SOURCE DATA:
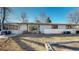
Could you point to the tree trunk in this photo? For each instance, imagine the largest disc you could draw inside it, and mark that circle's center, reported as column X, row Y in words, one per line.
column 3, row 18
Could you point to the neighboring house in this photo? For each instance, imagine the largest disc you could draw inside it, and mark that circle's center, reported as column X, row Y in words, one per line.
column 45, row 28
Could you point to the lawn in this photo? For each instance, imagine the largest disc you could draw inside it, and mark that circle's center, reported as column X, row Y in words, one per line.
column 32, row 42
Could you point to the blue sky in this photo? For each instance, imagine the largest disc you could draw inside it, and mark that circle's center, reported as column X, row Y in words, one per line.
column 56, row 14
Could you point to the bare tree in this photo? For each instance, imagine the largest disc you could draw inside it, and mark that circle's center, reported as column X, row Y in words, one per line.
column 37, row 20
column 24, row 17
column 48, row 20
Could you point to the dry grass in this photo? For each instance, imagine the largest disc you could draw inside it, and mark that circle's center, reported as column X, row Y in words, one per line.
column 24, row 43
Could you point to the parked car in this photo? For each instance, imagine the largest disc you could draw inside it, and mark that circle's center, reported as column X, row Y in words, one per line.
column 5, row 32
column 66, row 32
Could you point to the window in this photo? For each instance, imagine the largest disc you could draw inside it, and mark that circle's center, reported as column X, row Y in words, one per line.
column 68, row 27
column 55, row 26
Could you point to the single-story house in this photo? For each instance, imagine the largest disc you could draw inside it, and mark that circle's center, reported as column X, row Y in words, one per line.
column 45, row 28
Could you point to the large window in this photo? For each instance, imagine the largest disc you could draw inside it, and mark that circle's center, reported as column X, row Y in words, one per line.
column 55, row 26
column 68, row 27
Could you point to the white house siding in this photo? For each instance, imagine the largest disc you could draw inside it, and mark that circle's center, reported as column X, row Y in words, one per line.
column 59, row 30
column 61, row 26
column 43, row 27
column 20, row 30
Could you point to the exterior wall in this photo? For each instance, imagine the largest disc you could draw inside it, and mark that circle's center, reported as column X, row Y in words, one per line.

--

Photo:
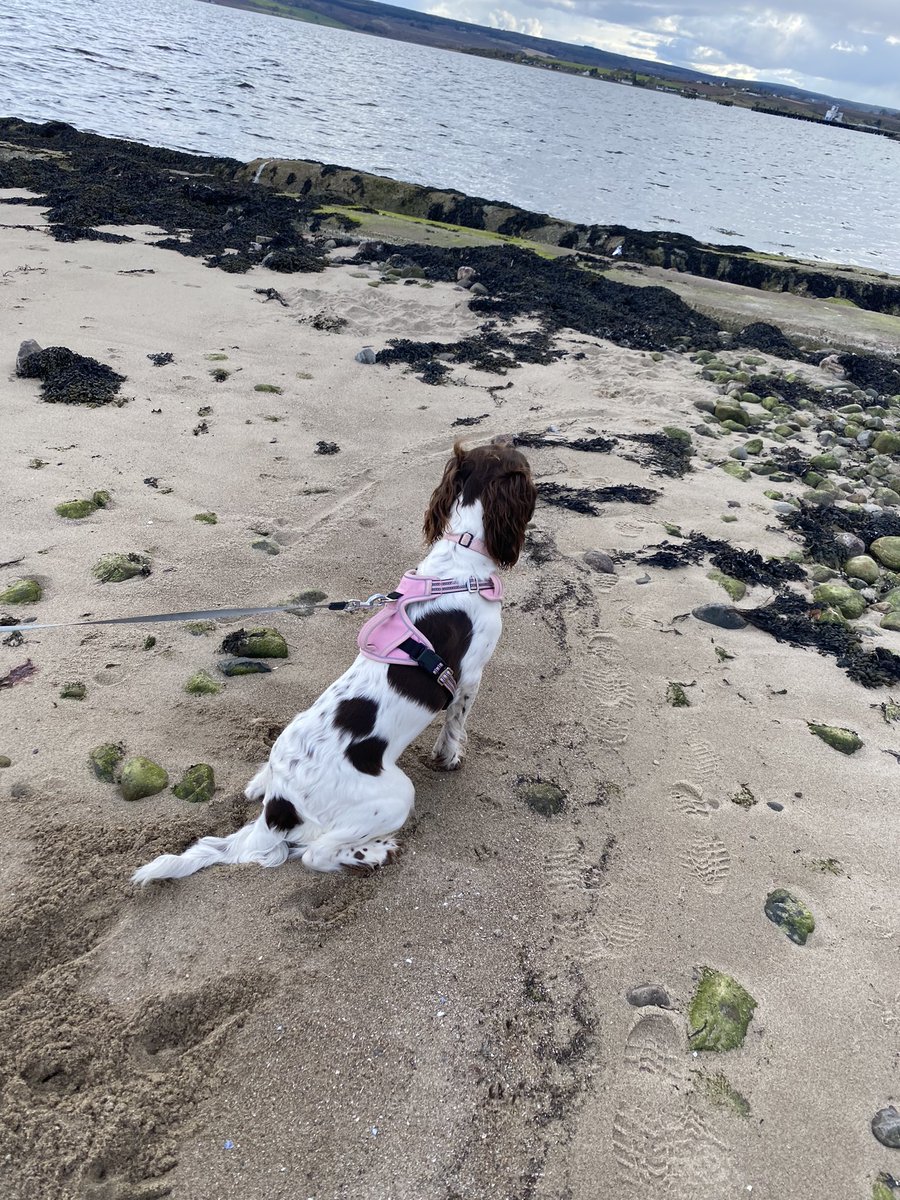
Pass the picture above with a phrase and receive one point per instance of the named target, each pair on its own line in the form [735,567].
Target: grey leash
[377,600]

==

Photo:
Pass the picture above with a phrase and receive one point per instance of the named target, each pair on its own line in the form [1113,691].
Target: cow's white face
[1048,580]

CHALLENGE: Duplicate the entries word for word, starting at the line containing "Could you point to the tree" and stopping after the line containing "column 48, row 20".

RESULT OF THIS EXERCISE:
Could you point to the tree trunk in this photo? For each instance, imagine the largest disc you could draw inside it, and mark that circle's center, reported as column X, row Y in words, one per line.
column 3, row 18
Could you point to the neighboring house in this photo? For each instance, imagine the largest disc you could draw inside it, and mark that circle's center, reported as column X, row Y in words, one per line.
column 45, row 28
Could you point to the lawn in this photo? For each instance, imagine the largest disc you could draw inside it, and mark that circle's center, reported as column X, row Y in words, one per line.
column 32, row 42
Could you point to the blue sky in this photo? For each instance, imagine the largest disc you could draw inside it, and mark that circle's center, reported as column X, row Y in words, one per line.
column 56, row 14
Could you point to the bare tree in this photo? For each instance, imagine the largest disc you could draw inside it, and mark that circle's center, reported as column X, row Y in words, one per line.
column 37, row 20
column 24, row 17
column 48, row 20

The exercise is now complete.